> **Text extract**
· · · ·

Coder Social home page Coder Social logo

Comments (10)

dothinking avatar dothinking commented on August 10, 2024 13

Seems that floating picture with python-docx is a common request, document here for sharing.

# -*- coding: utf-8 -*-

'''
Implement floating image based on python-docx.

- Text wrapping style: BEHIND TEXT <wp:anchor behindDoc="1">
- Picture position: top-left corner of PAGE `<wp:positionH relativeFrom="page">`.

Create a docx sample (Layout | Positions | More Layout Options) and explore the 
source xml (Open as a zip | word | document.xml) to implement other text wrapping
styles and position modes per `CT_Anchor._anchor_xml()`.
'''

from docx.oxml import parse_xml, register_element_cls
from docx.oxml.ns import nsdecls
from docx.oxml.shape import CT_Picture
from docx.oxml.xmlchemy import BaseOxmlElement, OneAndOnlyOne

# refer to docx.oxml.shape.CT_Inline
class CT_Anchor(BaseOxmlElement):
    """
    ``<w:anchor>`` element, container for a floating image.
    """
    extent = OneAndOnlyOne('wp:extent')

· · · ·

> **Extracted information**
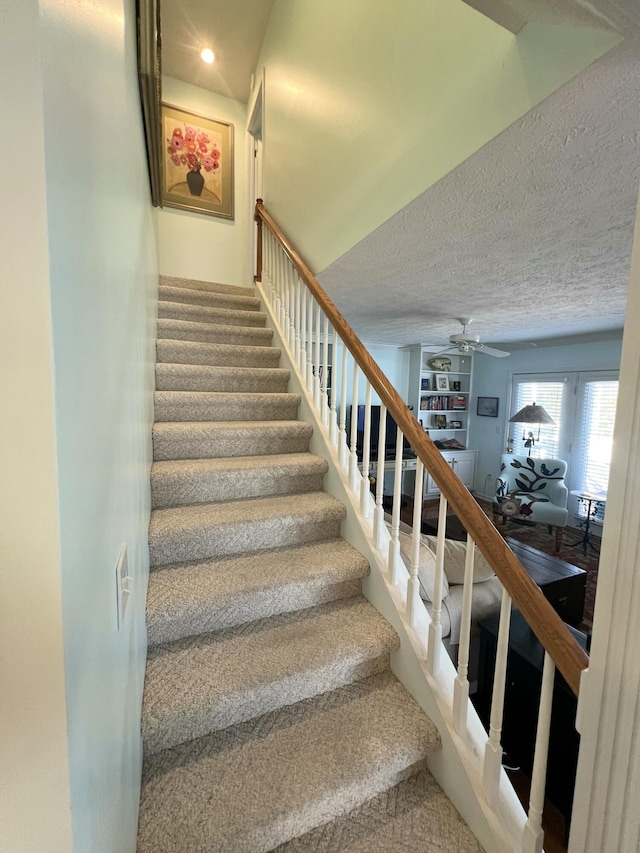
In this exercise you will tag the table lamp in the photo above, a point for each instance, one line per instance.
(532, 414)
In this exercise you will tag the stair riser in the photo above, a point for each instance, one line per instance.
(200, 721)
(209, 286)
(198, 406)
(208, 616)
(204, 441)
(207, 298)
(255, 786)
(210, 333)
(204, 378)
(200, 314)
(209, 487)
(239, 537)
(187, 352)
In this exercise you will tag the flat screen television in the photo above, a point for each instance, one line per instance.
(391, 437)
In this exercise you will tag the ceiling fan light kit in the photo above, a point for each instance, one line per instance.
(467, 343)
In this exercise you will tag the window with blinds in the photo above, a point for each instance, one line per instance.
(583, 406)
(547, 393)
(592, 451)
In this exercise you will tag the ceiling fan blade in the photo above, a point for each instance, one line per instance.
(485, 350)
(439, 351)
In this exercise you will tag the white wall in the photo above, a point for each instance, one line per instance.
(96, 302)
(367, 105)
(34, 773)
(492, 378)
(195, 245)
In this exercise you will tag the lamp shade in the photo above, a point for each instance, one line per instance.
(532, 414)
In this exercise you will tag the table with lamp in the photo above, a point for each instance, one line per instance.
(531, 414)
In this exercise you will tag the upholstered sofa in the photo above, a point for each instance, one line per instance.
(487, 589)
(532, 491)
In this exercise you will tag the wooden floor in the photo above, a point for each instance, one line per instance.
(553, 822)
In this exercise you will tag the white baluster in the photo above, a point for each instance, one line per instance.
(413, 589)
(435, 626)
(310, 345)
(266, 264)
(378, 514)
(394, 544)
(282, 291)
(324, 400)
(343, 447)
(533, 836)
(333, 415)
(280, 314)
(297, 285)
(461, 684)
(493, 749)
(365, 500)
(354, 473)
(316, 362)
(292, 306)
(286, 283)
(302, 362)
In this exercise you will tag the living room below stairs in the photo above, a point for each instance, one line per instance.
(271, 719)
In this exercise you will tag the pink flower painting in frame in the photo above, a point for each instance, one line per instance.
(197, 162)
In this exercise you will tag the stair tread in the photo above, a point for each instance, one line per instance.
(261, 783)
(201, 531)
(196, 296)
(182, 481)
(194, 439)
(189, 598)
(277, 462)
(172, 351)
(169, 328)
(199, 284)
(220, 514)
(219, 378)
(208, 682)
(224, 405)
(206, 314)
(412, 814)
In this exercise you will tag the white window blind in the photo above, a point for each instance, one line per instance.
(594, 440)
(547, 393)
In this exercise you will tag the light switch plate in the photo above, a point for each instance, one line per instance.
(123, 585)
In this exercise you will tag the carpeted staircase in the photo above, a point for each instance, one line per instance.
(270, 719)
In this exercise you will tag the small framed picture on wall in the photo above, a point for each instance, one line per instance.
(488, 407)
(442, 382)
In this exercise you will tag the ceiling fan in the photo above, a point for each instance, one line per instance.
(464, 342)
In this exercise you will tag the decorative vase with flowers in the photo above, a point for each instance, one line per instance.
(193, 149)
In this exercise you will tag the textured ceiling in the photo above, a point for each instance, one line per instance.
(531, 236)
(233, 29)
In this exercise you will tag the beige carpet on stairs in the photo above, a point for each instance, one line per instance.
(271, 719)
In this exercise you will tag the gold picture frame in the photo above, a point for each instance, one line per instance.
(197, 162)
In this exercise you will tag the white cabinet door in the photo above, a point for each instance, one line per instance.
(463, 463)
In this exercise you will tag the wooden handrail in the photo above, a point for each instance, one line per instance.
(568, 656)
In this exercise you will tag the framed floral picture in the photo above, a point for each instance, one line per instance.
(197, 162)
(442, 382)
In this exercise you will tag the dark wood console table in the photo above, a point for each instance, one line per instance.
(522, 697)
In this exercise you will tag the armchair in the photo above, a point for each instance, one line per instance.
(532, 490)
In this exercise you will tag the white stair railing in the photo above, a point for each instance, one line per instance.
(323, 358)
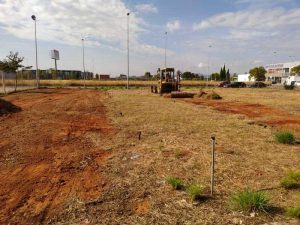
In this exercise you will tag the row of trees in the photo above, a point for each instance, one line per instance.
(10, 64)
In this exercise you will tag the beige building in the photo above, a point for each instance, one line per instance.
(280, 71)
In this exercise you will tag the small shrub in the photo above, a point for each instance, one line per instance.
(293, 212)
(249, 201)
(215, 96)
(176, 183)
(285, 137)
(195, 191)
(291, 180)
(289, 87)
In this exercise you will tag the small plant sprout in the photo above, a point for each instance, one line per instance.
(176, 183)
(285, 137)
(291, 180)
(195, 191)
(293, 212)
(249, 201)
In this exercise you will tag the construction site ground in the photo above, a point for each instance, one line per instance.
(79, 156)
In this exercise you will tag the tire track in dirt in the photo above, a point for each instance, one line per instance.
(45, 158)
(261, 113)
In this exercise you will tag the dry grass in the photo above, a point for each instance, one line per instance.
(247, 156)
(94, 83)
(274, 97)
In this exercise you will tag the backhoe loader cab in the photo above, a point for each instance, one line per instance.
(167, 83)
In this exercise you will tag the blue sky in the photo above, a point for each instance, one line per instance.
(242, 33)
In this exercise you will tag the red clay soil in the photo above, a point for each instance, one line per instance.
(46, 157)
(261, 113)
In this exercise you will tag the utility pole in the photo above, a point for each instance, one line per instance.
(128, 50)
(33, 17)
(166, 41)
(83, 62)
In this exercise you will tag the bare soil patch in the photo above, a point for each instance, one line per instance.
(7, 107)
(261, 113)
(45, 156)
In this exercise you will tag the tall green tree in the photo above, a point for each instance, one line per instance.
(215, 76)
(228, 75)
(11, 63)
(223, 73)
(296, 70)
(259, 73)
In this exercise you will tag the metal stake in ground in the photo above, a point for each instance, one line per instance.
(212, 176)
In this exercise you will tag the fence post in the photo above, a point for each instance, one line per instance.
(212, 176)
(3, 82)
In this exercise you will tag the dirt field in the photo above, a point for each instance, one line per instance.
(74, 157)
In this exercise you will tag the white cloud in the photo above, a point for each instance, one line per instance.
(173, 25)
(202, 65)
(67, 21)
(264, 20)
(146, 8)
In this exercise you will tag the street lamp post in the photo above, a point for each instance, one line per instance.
(128, 14)
(33, 17)
(166, 42)
(84, 77)
(208, 71)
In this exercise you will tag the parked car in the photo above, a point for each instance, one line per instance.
(235, 85)
(258, 85)
(223, 83)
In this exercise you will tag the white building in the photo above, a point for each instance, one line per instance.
(245, 78)
(280, 71)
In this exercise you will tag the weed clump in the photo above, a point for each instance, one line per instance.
(175, 182)
(214, 96)
(293, 212)
(291, 180)
(289, 87)
(249, 201)
(285, 137)
(195, 191)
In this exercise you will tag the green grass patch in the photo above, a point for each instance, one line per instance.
(195, 191)
(291, 180)
(285, 137)
(293, 212)
(249, 201)
(175, 182)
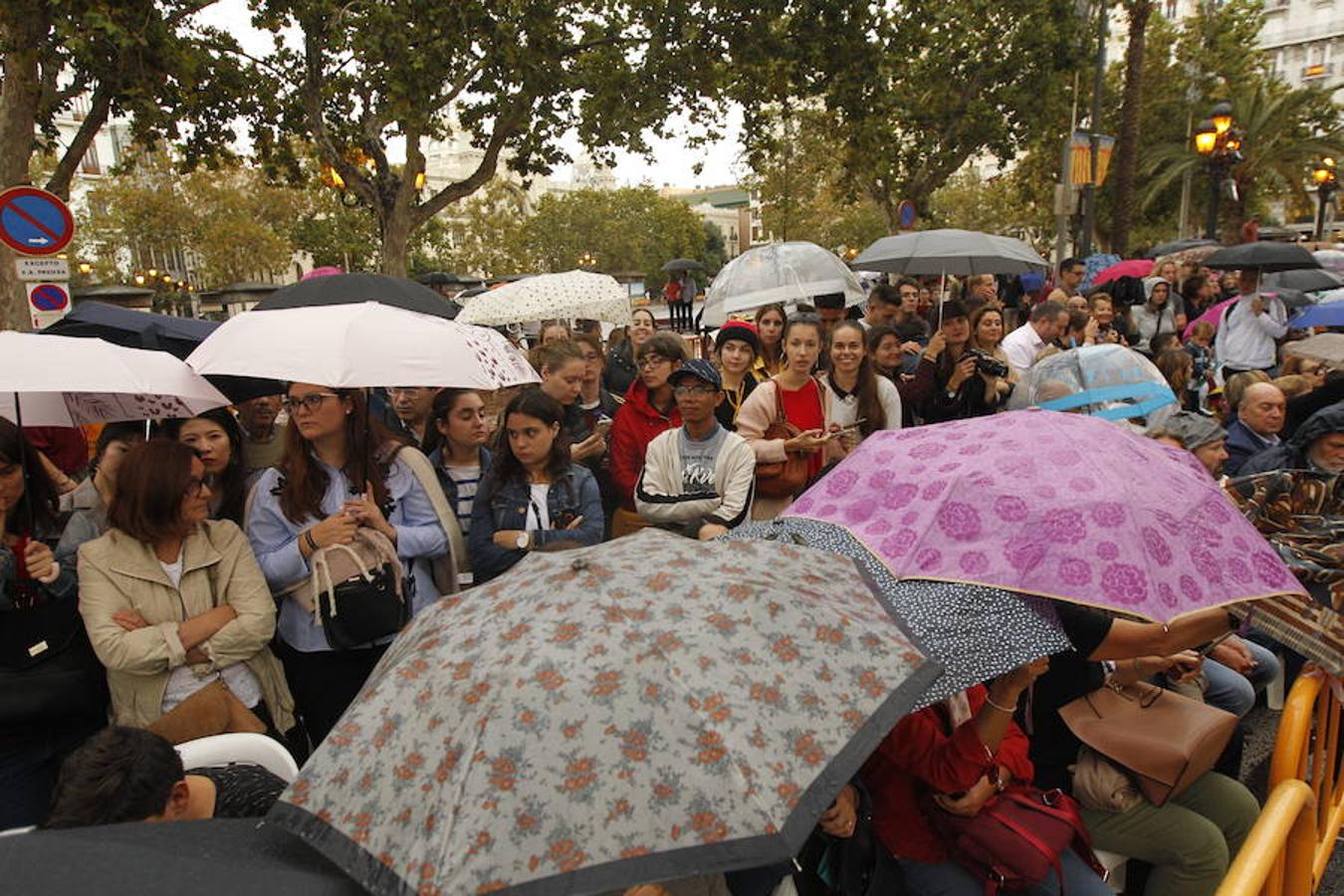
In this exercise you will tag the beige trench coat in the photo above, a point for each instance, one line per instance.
(118, 572)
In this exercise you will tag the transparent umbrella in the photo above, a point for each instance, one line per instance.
(1110, 381)
(785, 273)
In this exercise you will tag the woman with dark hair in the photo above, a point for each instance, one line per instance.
(43, 716)
(175, 600)
(218, 441)
(127, 774)
(771, 322)
(340, 472)
(951, 383)
(622, 360)
(534, 493)
(799, 396)
(857, 400)
(89, 503)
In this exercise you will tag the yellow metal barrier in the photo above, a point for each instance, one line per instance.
(1286, 829)
(1306, 751)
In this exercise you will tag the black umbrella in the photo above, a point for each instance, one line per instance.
(1178, 246)
(682, 264)
(177, 336)
(219, 857)
(351, 289)
(1304, 280)
(1262, 256)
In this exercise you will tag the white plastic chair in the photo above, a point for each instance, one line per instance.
(222, 750)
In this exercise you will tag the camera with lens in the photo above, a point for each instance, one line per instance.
(987, 362)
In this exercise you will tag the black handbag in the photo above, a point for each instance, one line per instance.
(49, 672)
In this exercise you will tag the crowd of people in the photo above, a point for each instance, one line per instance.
(180, 561)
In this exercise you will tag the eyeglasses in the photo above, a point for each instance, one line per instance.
(310, 402)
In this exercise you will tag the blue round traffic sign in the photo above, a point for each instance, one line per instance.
(49, 297)
(34, 222)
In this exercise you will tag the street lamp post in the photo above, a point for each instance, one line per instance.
(1327, 184)
(1221, 144)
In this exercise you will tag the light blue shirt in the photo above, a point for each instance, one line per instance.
(275, 539)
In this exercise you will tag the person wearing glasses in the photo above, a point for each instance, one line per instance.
(649, 410)
(173, 600)
(698, 477)
(340, 472)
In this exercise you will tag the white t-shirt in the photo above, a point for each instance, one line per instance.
(538, 514)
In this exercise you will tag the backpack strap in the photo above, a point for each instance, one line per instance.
(456, 560)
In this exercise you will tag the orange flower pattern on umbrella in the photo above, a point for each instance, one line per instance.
(597, 707)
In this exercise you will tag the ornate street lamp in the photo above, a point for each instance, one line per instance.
(1221, 142)
(1327, 184)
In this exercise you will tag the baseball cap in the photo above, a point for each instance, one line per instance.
(701, 369)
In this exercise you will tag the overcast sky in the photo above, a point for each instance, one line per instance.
(672, 164)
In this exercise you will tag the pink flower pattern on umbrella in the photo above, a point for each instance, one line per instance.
(1153, 535)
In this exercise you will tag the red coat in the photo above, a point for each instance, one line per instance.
(636, 425)
(918, 757)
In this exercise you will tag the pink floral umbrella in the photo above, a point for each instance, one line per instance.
(1051, 504)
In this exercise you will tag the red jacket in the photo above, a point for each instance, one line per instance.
(918, 757)
(636, 425)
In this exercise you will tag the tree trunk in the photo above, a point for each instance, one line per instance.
(1126, 145)
(23, 30)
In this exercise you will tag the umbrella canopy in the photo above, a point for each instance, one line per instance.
(356, 289)
(356, 345)
(591, 720)
(1323, 346)
(682, 264)
(1263, 256)
(1132, 268)
(949, 251)
(61, 380)
(1301, 512)
(576, 293)
(1324, 315)
(1110, 381)
(1052, 504)
(1310, 280)
(794, 272)
(972, 631)
(1178, 246)
(219, 857)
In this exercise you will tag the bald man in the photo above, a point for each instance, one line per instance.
(1259, 418)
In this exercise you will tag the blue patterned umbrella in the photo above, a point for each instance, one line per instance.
(974, 631)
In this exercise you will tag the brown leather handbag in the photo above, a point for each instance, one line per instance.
(1163, 739)
(783, 479)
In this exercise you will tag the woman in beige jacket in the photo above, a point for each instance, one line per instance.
(802, 402)
(173, 600)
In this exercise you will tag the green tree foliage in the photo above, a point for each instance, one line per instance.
(513, 76)
(632, 229)
(136, 58)
(916, 89)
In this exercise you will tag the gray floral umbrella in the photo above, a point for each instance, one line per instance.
(642, 710)
(974, 631)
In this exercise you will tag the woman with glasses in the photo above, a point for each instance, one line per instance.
(175, 600)
(794, 396)
(534, 493)
(218, 441)
(622, 360)
(649, 408)
(340, 472)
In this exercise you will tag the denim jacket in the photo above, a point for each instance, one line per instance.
(503, 506)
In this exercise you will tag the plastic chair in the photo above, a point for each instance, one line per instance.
(222, 750)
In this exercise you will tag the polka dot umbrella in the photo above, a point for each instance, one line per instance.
(1050, 504)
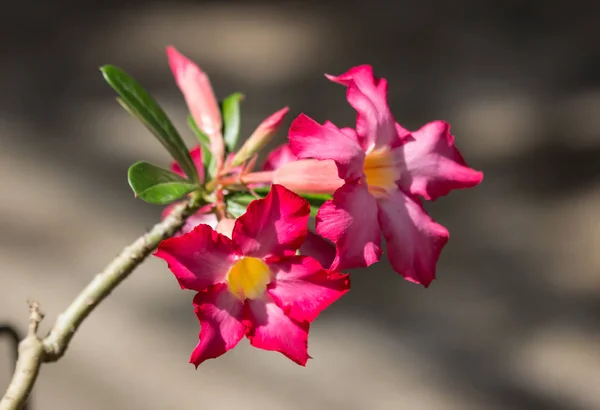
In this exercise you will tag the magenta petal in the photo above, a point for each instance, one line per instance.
(198, 259)
(279, 157)
(367, 94)
(434, 166)
(350, 221)
(220, 314)
(414, 240)
(309, 139)
(273, 330)
(196, 154)
(303, 289)
(319, 248)
(273, 226)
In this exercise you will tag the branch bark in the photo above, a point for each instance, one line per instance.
(34, 351)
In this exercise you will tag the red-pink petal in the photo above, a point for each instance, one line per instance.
(198, 259)
(273, 226)
(350, 221)
(414, 239)
(279, 157)
(319, 248)
(309, 139)
(303, 289)
(434, 166)
(200, 99)
(273, 330)
(367, 94)
(221, 319)
(196, 154)
(309, 176)
(203, 215)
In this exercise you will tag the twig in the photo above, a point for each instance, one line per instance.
(33, 351)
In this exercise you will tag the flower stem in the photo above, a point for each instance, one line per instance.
(34, 351)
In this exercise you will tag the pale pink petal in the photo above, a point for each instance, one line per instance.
(414, 240)
(196, 154)
(203, 215)
(273, 330)
(303, 289)
(433, 165)
(200, 99)
(350, 221)
(221, 319)
(273, 226)
(319, 248)
(225, 227)
(309, 176)
(309, 139)
(279, 157)
(367, 94)
(261, 136)
(198, 259)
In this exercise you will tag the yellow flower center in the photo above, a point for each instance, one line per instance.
(380, 171)
(248, 278)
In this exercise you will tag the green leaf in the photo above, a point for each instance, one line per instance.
(140, 104)
(316, 199)
(230, 110)
(210, 165)
(237, 209)
(157, 185)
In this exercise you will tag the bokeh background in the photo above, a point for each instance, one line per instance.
(513, 322)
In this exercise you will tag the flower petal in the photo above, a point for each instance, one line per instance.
(309, 176)
(273, 226)
(350, 221)
(273, 330)
(367, 94)
(414, 239)
(221, 319)
(198, 259)
(434, 166)
(309, 139)
(261, 136)
(303, 289)
(196, 154)
(279, 157)
(319, 248)
(203, 215)
(225, 227)
(197, 91)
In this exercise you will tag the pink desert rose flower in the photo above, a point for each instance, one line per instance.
(254, 284)
(281, 158)
(385, 168)
(302, 175)
(261, 136)
(200, 99)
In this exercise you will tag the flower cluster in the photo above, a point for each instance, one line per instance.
(256, 268)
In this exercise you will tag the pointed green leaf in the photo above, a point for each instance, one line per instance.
(238, 203)
(140, 104)
(157, 185)
(316, 199)
(230, 110)
(207, 158)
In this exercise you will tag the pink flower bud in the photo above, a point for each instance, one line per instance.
(200, 99)
(261, 136)
(309, 176)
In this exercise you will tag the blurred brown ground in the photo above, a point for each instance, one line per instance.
(513, 321)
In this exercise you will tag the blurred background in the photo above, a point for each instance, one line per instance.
(513, 321)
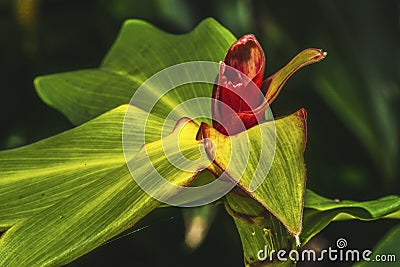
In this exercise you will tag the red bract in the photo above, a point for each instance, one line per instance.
(238, 88)
(240, 96)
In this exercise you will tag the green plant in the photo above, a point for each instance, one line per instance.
(68, 194)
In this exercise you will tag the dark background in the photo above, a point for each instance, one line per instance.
(352, 99)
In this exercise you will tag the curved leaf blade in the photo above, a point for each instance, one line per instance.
(140, 51)
(97, 212)
(36, 176)
(320, 211)
(282, 190)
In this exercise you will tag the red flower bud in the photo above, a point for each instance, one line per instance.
(240, 95)
(238, 91)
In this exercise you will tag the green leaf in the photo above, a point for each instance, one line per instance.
(258, 229)
(387, 250)
(320, 211)
(273, 84)
(140, 51)
(34, 177)
(282, 190)
(98, 211)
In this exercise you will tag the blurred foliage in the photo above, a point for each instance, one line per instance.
(352, 97)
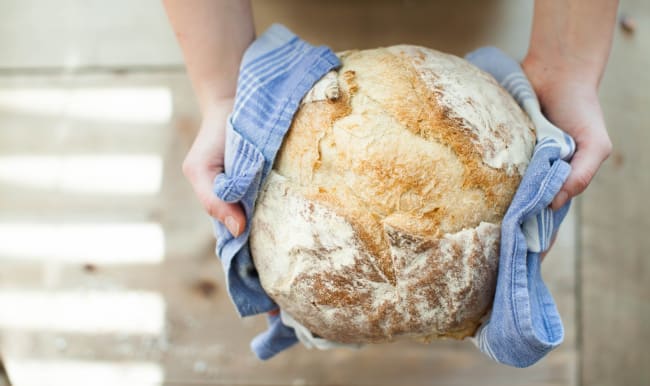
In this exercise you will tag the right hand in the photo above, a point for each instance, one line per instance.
(205, 161)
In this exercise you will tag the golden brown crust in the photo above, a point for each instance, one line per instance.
(382, 214)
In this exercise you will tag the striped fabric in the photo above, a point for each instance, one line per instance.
(524, 324)
(277, 71)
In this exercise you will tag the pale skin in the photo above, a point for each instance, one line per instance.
(567, 55)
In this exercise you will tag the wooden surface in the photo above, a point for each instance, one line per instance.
(615, 222)
(193, 335)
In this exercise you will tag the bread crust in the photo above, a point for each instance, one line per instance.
(381, 216)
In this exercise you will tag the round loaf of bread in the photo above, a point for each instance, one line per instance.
(381, 217)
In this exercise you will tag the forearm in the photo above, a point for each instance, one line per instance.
(571, 39)
(213, 35)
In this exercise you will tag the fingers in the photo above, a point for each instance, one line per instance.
(591, 153)
(201, 177)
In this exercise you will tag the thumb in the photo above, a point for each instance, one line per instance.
(584, 166)
(229, 214)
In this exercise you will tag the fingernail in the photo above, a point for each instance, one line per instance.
(232, 225)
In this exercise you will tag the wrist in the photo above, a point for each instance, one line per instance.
(551, 77)
(217, 107)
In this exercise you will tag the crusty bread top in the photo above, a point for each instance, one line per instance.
(381, 217)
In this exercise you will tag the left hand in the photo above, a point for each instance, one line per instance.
(572, 104)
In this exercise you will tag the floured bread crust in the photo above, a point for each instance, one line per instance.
(381, 217)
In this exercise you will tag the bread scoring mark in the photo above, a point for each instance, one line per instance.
(483, 107)
(404, 259)
(444, 285)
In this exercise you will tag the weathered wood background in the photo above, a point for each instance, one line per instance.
(598, 270)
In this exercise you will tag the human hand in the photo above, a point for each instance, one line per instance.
(571, 102)
(205, 161)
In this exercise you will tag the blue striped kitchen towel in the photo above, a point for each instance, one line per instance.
(524, 324)
(277, 70)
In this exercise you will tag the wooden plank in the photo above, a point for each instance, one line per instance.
(615, 221)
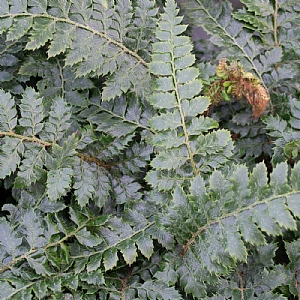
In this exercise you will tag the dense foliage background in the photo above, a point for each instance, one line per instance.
(136, 164)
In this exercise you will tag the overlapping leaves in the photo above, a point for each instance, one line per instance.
(285, 133)
(94, 35)
(217, 220)
(180, 125)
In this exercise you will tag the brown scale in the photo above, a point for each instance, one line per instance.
(242, 85)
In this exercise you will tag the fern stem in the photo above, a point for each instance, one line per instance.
(82, 26)
(275, 23)
(25, 138)
(192, 240)
(61, 78)
(187, 142)
(47, 144)
(117, 243)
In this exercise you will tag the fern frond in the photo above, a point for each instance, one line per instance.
(217, 223)
(286, 133)
(96, 44)
(177, 98)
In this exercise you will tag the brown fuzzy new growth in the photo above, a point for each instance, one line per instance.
(240, 84)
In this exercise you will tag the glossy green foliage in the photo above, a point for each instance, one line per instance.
(93, 35)
(285, 133)
(119, 179)
(184, 148)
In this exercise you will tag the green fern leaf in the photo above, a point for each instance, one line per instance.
(110, 259)
(9, 239)
(61, 168)
(177, 98)
(84, 179)
(4, 7)
(31, 168)
(62, 40)
(39, 37)
(31, 113)
(5, 23)
(208, 214)
(19, 28)
(33, 230)
(259, 7)
(86, 238)
(58, 182)
(8, 112)
(58, 122)
(10, 159)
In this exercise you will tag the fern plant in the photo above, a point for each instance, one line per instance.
(121, 177)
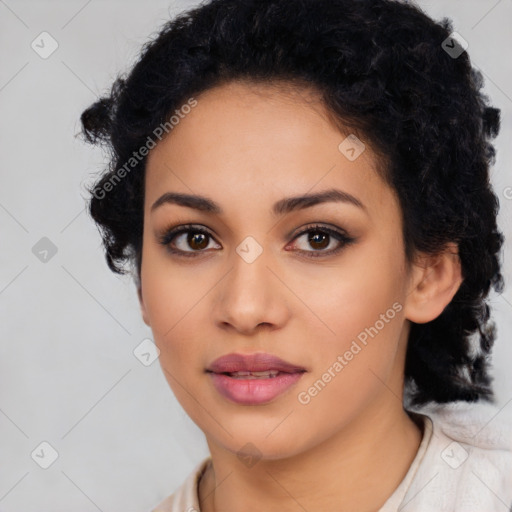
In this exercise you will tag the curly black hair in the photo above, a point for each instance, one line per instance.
(382, 68)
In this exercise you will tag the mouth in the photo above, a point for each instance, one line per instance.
(269, 374)
(253, 379)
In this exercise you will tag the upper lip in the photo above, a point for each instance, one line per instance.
(258, 362)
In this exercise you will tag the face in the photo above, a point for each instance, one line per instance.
(321, 284)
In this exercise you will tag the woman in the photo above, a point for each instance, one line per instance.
(302, 190)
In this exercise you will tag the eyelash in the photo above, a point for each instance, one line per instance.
(171, 233)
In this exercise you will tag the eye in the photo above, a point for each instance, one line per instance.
(191, 237)
(194, 240)
(321, 237)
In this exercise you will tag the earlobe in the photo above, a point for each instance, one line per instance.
(142, 306)
(435, 279)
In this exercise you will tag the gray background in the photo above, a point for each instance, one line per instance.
(69, 326)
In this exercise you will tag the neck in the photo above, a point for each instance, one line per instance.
(358, 468)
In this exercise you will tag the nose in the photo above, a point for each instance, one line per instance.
(251, 296)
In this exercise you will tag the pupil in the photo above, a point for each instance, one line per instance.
(314, 239)
(196, 237)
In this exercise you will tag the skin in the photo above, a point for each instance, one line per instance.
(246, 147)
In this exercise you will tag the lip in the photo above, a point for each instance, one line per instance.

· · · ·

> **Actions to take**
**1)** Which modules does the code in the python-docx floating image post import from?
**2)** Could you continue the python-docx floating image post from the point where it stops?

> **Final results**
**1)**
docx.oxml
docx.oxml.ns
docx.oxml.shape
docx.oxml.xmlchemy

**2)**
    docPr = OneAndOnlyOne('wp:docPr')
    graphic = OneAndOnlyOne('a:graphic')

    @classmethod
    def new(cls, cx, cy, shape_id, pic, pos_x, pos_y):
        """
        Return a new ``<wp:anchor>`` element populated with the values passed
        as parameters.
        """
        anchor = parse_xml(cls._anchor_xml(pos_x, pos_y))
        anchor.extent.cx = cx
        anchor.extent.cy = cy
        anchor.docPr.id = shape_id
        anchor.docPr.name = 'Picture %d' % shape_id
        anchor.graphic.graphicData.uri = (
            'http://schemas.openxmlformats.org/drawingml/2006/picture'
        )
        anchor.graphic.graphicData._insert_pic(pic)
        return anchor

    @classmethod
    def new_pic_anchor(cls, shape_id, rId, filename, cx, cy, pos_x, pos_y):
        """
        Return a new `wp:anchor` element containing the `pic:pic` element
        specified by the argument values.
        """
        pic_id = 0  # Word doesn't seem to use this, but does not omit it
        pic = CT_Picture.new(pic_id, filename, rId, cx, cy)
        anchor = cls.new(cx, cy, shape_id, pic, pos_x, pos_y)
        anchor.graphic.graphicData._insert_pic(pic)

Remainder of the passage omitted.